AIM OF THE EXERCISE: In the entries below, the lines from the one with "written like <point>737,82</point>." through the one with "written like <point>78,113</point>." are to be copied exactly; both ends count.
------ LISTED RECORDS
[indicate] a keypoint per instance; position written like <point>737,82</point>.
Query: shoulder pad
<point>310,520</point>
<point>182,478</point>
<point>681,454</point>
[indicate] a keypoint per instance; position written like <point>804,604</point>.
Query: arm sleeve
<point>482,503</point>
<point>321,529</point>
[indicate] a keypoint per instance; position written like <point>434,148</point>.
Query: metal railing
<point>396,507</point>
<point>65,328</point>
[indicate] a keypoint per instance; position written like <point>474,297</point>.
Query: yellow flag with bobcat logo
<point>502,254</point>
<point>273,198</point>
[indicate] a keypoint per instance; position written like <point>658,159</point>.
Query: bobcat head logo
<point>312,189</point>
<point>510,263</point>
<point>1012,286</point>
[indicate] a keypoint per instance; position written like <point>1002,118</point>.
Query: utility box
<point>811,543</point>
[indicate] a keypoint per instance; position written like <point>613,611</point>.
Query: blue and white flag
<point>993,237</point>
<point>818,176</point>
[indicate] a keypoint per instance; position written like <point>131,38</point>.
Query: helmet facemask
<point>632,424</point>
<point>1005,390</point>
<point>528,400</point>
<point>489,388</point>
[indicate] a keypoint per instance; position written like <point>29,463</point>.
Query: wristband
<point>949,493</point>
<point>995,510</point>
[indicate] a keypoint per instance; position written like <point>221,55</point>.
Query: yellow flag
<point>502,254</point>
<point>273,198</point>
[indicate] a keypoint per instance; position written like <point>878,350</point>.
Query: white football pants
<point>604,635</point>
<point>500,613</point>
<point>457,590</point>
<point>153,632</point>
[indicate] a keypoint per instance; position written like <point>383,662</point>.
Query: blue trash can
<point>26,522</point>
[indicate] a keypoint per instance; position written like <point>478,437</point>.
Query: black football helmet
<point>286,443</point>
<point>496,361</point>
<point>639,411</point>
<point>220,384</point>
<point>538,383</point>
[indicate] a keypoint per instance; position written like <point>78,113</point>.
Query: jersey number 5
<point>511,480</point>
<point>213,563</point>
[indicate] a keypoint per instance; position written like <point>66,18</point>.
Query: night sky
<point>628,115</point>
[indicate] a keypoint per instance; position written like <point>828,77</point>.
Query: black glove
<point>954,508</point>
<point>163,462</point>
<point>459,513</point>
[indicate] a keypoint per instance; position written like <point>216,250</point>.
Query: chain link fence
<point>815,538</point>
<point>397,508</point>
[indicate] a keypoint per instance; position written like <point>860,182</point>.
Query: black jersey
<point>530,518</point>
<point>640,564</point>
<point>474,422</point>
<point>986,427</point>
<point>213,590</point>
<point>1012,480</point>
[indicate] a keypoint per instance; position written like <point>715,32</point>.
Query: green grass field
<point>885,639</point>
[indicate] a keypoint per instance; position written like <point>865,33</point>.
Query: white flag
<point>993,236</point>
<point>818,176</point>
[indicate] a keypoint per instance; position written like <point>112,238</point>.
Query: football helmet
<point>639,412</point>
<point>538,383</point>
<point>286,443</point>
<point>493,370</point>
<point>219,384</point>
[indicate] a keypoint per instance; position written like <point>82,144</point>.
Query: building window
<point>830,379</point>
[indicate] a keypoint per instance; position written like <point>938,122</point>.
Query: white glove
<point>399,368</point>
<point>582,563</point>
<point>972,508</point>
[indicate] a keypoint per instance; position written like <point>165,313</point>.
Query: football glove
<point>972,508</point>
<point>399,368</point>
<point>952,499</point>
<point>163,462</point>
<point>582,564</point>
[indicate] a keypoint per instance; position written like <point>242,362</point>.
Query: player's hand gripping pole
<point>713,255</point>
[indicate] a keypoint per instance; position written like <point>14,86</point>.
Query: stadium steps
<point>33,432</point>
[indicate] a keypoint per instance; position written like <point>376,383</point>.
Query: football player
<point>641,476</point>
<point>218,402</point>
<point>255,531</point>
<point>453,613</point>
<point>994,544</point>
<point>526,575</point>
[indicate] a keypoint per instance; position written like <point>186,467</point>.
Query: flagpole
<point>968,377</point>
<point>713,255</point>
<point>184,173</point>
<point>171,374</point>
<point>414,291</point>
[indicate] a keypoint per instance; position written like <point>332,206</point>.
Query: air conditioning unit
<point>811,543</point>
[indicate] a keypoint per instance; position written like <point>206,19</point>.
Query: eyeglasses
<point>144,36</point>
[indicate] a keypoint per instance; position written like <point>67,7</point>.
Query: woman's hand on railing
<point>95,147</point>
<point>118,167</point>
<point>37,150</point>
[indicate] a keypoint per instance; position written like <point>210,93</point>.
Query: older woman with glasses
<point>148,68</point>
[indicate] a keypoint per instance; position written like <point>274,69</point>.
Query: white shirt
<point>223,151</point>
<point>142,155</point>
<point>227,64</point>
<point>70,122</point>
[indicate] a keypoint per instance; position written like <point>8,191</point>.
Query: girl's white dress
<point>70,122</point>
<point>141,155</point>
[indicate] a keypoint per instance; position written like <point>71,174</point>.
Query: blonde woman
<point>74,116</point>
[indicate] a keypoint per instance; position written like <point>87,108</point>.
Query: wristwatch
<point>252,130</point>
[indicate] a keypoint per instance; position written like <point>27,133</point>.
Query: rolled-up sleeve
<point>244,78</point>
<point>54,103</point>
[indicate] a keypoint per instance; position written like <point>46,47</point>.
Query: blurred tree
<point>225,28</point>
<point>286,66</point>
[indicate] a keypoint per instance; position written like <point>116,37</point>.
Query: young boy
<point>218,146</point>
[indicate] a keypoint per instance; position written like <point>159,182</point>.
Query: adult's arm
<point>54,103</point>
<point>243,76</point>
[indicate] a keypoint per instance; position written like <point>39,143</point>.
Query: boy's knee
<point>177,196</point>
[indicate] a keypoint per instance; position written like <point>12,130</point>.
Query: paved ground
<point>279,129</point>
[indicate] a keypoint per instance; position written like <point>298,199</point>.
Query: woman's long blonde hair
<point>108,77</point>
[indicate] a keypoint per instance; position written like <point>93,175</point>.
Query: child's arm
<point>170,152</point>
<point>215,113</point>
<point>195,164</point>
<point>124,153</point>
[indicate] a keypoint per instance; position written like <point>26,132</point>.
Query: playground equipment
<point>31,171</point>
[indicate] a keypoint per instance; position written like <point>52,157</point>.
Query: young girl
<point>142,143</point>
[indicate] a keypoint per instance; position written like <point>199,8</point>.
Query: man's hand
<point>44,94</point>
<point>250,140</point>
------------
------ LISTED RECORDS
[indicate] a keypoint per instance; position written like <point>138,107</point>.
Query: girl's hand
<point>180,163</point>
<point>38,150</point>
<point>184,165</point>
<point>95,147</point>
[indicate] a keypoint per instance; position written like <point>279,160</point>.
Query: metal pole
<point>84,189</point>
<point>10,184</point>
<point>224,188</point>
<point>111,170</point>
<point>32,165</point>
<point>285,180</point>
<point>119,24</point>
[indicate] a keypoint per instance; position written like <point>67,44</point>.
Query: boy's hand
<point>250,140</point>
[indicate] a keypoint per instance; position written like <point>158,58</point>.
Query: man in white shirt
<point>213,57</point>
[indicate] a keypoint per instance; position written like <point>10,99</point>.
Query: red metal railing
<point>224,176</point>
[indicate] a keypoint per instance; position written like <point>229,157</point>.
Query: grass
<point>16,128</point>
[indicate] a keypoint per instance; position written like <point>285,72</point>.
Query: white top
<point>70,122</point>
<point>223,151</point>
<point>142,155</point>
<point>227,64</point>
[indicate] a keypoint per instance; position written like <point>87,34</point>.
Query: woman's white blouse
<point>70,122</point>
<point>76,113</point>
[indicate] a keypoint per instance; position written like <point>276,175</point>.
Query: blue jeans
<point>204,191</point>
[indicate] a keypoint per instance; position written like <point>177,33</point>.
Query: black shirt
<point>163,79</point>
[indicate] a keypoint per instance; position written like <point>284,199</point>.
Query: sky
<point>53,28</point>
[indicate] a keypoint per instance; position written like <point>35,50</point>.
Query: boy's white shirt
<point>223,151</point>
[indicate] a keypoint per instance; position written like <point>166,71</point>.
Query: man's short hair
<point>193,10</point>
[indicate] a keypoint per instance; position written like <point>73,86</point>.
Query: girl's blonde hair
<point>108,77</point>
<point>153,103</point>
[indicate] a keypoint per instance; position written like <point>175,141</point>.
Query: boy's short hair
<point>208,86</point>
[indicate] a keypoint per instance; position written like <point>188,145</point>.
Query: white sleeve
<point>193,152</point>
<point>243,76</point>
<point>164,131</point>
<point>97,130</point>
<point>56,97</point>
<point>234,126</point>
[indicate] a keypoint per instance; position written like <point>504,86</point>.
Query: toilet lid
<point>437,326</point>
------------
------ LISTED RECORDS
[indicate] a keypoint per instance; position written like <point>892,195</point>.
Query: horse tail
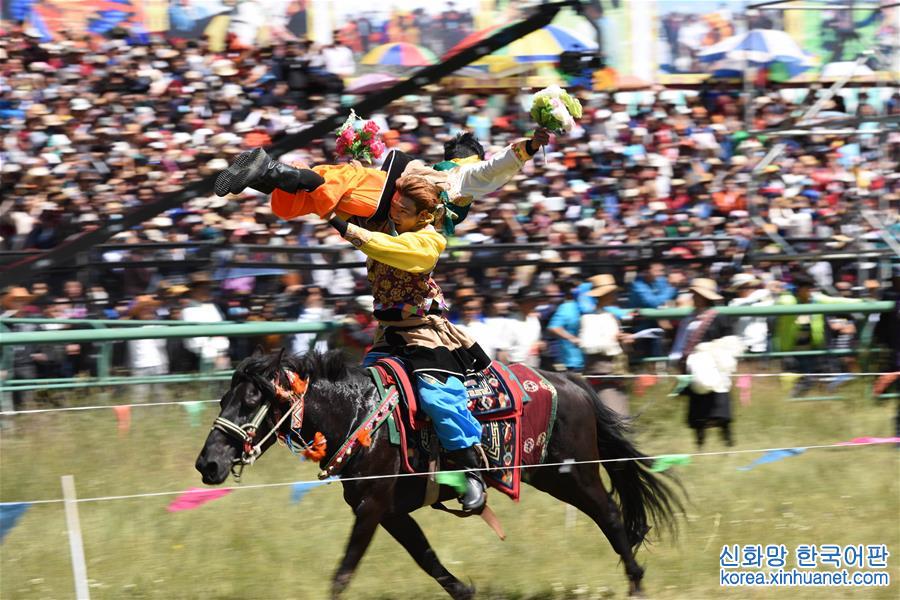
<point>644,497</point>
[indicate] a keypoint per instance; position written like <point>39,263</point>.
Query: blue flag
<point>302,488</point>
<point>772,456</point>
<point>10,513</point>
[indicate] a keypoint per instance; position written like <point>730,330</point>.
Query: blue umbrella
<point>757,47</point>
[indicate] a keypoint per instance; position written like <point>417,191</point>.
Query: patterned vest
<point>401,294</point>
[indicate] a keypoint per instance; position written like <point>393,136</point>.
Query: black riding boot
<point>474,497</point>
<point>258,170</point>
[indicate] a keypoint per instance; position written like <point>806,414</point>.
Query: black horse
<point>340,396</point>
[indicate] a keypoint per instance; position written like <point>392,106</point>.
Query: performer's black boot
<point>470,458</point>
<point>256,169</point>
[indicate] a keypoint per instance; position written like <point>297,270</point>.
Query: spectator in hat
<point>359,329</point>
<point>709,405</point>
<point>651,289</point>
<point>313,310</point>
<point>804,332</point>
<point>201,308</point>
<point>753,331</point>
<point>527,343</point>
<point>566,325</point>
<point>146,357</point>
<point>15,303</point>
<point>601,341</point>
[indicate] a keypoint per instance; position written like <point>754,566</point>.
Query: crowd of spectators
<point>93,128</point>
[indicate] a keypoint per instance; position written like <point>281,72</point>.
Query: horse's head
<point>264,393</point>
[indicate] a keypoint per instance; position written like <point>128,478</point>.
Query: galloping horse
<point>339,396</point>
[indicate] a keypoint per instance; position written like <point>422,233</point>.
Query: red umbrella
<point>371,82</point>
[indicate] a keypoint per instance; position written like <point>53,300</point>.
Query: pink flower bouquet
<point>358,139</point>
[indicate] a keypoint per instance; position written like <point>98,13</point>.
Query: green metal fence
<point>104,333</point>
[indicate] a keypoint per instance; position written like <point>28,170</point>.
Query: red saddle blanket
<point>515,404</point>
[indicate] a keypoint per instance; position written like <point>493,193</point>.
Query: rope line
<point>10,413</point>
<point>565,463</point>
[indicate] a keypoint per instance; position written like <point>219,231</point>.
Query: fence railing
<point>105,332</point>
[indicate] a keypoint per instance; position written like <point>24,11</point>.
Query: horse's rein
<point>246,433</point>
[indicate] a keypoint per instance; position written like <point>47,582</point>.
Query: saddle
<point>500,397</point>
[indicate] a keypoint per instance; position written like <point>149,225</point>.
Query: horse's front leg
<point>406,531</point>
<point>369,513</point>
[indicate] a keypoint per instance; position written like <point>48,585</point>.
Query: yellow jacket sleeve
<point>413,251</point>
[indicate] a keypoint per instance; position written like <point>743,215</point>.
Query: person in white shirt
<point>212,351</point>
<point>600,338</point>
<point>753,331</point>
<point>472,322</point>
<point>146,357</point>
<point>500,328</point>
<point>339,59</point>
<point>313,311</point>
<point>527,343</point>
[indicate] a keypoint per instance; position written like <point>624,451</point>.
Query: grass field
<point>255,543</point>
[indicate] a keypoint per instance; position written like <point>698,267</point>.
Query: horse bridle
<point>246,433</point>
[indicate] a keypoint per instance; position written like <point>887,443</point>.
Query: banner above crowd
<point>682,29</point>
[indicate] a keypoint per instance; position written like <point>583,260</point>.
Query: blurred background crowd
------------
SOLUTION:
[indicate] a keypoint per instance; position written like <point>737,82</point>.
Query: shoulder pad
<point>310,520</point>
<point>182,478</point>
<point>681,454</point>
[indicate] a keypoint per instance; position written like <point>804,604</point>.
Query: arm sleeve
<point>482,503</point>
<point>321,529</point>
[indicate] a keypoint per instance; position written like <point>434,148</point>.
Query: metal railing
<point>396,507</point>
<point>65,328</point>
[indicate] a keypoint per instance; position written like <point>474,297</point>.
Query: yellow flag with bobcat logo
<point>502,254</point>
<point>273,198</point>
[indicate] a keypoint per instance; position written like <point>658,159</point>.
Query: bobcat head logo
<point>312,189</point>
<point>510,263</point>
<point>1012,286</point>
[indicate] a keypoint per instance; position written like <point>1002,118</point>.
Query: utility box
<point>811,543</point>
[indicate] a keypoint per instance; position written like <point>613,611</point>.
Query: blue and white flag
<point>993,237</point>
<point>818,176</point>
[indicate] a keypoint per instance; position written like <point>131,38</point>.
Query: helmet facemask
<point>632,424</point>
<point>1005,390</point>
<point>528,400</point>
<point>489,388</point>
[indicate] a keypoint per instance; position written like <point>29,463</point>.
Query: wristband
<point>949,493</point>
<point>995,510</point>
[indicate] a keypoint per instance; position written like <point>221,55</point>.
Query: yellow flag
<point>502,254</point>
<point>273,198</point>
[indicate] a keypoint per instance; position written like <point>878,350</point>.
Query: white football pants
<point>604,635</point>
<point>500,613</point>
<point>457,590</point>
<point>153,632</point>
[indicate] a keypoint per instance; position written like <point>383,662</point>.
Query: blue trash can
<point>26,522</point>
[indicate] a keypoint per instance; position written like <point>478,437</point>.
Query: black football helmet
<point>286,443</point>
<point>496,361</point>
<point>639,411</point>
<point>220,384</point>
<point>538,383</point>
[indicate] a keypoint per instance; position written like <point>78,113</point>.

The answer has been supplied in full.